◆ **SUPPLIED TEXT**

───

# Citadel Battlemat OOP



## godzy (Jun 5, 2008)

I ordered a Citadel Battlemat on-line a few weeks ago from Maelstrom games, and received this mail from them last week:


> Hi there
> 
> You are receiving this e-mail because you have ordered the Citadel Battlemat
> from us, either via our webstore (www.maelstromgames.co.uk) or our eBay
> ...


has anyone else heard of this?


----------



## EndangeredHuman (Feb 20, 2008)

I wouldn't be surprised, the bastards.


----------



## Master Kashnizel (Jan 5, 2008)

The battlemat was a failure. Especially when they released an entire board like 3 or 4 months later.


----------



## Vero (Oct 30, 2007)

I have an non-laminated battle mat laying around somewhere. It was a spoof at the factory and they forgot to laminate it. Wonder if it's worth anything now (ha), don't think I ever took it out of it's case.

The battle mat was excellent for those who couldn't or can't shell out $350 for the gaming board, or wanted something that could go out quickly. I think I payed $10 for mine new at a GW store... and I actually forgot about it until this thread.


----------



## godzy (Jun 5, 2008)

I checked the GW web store:


> Citadel Battlemat
> 
> The Citadel Battlemat allows you to instantly turn a humble floor or dinning table into a battlefield. Made of a weighted fabric there's no need to fix it in place, simply shake it out and start gaming.
> 
> ...


----------



## Whizzwang (Dec 31, 2008)

I know we ran out as a company pre-xmas and the plan was to get them back in stores end of January ish. we haven't had anything through to us retail frontline types saying it's flat out gone yet though - if that changes I'll let you know.

Occasionally things on the webstore will be listed as "no longer available" if there is a considerable time limit on a restock

Danny (GW Store Staffer)


----------



## Vero (Oct 30, 2007)

godzy said:


> I checked the GW web store:


Oh, I was referring to that Cities of Death battle mat that was laminated (well apparently all but mine were). Or was that a limited production thing?


----------



## gwmaniac (Sep 1, 2008)

Vero said:


> Oh, I was referring to that Cities of Death battle mat that was laminated (well apparently all but mine were). Or was that a limited production thing?


that was a limited production thing, it's probably worth quite some money if you got it. I got it right before the store ran out, and still have fun with that mat. k:


----------



## Whizzwang (Dec 31, 2008)

aye cities of death one is long gone. I assumed we were talking about the cloth green one you can throw in the washing machine.


----------



## Vero (Oct 30, 2007)

I have no use for either, I decided to build a table just after buying one. That's probably why I lost it.


----------



## don_mondo (Jan 28, 2007)

Must be nice to have space for a table..............

───

◆ **RECORDS PROVIDED**
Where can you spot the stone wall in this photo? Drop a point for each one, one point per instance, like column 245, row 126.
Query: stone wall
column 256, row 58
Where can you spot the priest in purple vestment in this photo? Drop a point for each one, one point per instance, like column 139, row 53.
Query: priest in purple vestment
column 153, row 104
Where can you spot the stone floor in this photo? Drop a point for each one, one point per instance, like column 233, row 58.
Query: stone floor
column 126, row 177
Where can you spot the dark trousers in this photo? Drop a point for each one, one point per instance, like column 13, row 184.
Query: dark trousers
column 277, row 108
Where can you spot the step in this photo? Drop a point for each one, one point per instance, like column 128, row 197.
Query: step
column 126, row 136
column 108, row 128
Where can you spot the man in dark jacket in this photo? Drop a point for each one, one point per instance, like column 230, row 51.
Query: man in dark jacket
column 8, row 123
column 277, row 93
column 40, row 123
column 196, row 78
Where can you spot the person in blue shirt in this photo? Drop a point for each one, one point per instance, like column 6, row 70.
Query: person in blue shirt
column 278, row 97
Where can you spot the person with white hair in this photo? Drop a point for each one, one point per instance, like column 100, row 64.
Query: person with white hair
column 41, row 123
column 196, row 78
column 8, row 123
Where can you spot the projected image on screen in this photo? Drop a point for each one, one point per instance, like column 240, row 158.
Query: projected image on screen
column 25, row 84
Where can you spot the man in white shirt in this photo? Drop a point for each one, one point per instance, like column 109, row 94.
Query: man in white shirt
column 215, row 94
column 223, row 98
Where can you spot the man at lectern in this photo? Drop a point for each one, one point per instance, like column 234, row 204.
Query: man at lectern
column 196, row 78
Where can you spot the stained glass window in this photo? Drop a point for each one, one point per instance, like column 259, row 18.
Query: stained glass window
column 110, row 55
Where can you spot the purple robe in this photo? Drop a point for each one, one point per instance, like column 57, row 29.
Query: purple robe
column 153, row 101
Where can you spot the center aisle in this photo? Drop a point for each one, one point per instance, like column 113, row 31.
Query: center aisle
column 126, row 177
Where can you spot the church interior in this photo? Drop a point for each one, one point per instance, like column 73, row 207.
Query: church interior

───

◆ **SHORT TASK**
Please give the battlemat thread again, starting with "that was a limited" and going on through "the washing machine.", with "washing machine" renamed "dishwasher".

◆ **TASK RESPONSE**
that was a limited production thing, it's probably worth quite some money if you got it. I got it right before the store ran out, and still have fun with that mat. k:


----------



## Whizzwang (Dec 31, 2008)

aye cities of death one is long gone. I assumed we were talking about the cloth green one you can throw in the dishwasher.